■ **Assignment**
First find the line containing "Study the photo above. For every instance of the person's" in the data, then set it down exactly along with every line after it, through the last.
◆ ◆ ◆
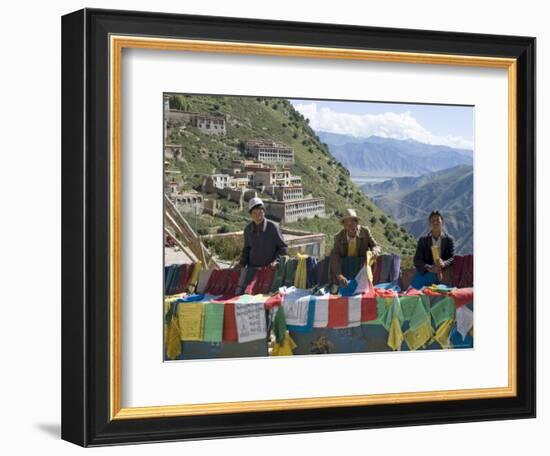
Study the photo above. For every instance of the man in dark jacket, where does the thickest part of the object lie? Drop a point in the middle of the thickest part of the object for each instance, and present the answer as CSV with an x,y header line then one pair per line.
x,y
353,240
434,252
263,242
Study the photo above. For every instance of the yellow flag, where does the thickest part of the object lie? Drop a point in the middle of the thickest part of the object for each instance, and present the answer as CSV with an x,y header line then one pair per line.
x,y
420,336
442,334
395,335
191,319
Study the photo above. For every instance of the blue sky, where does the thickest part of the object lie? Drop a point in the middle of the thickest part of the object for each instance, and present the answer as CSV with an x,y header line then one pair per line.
x,y
433,124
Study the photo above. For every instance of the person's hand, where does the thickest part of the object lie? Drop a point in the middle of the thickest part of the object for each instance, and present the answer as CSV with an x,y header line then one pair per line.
x,y
342,280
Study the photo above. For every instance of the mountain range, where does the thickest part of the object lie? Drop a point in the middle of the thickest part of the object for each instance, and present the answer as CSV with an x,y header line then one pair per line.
x,y
409,200
387,157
◆ ◆ ◆
■ **Response box**
Study the photo above. For every instance of the person's hand, where does the thickest part of the object lie? Drop a point in the middle of the thickest part of the object for each instance, and present the answer as CSV with an x,y header line then one pair per line.
x,y
342,280
Study the photo above. For every instance of the mountain range, where does the thickest part of the object lie? Drop a point in the middle of the thickest part of the object for each instance, and present the answer as CSV with an x,y header line then one pair per line.
x,y
409,200
387,157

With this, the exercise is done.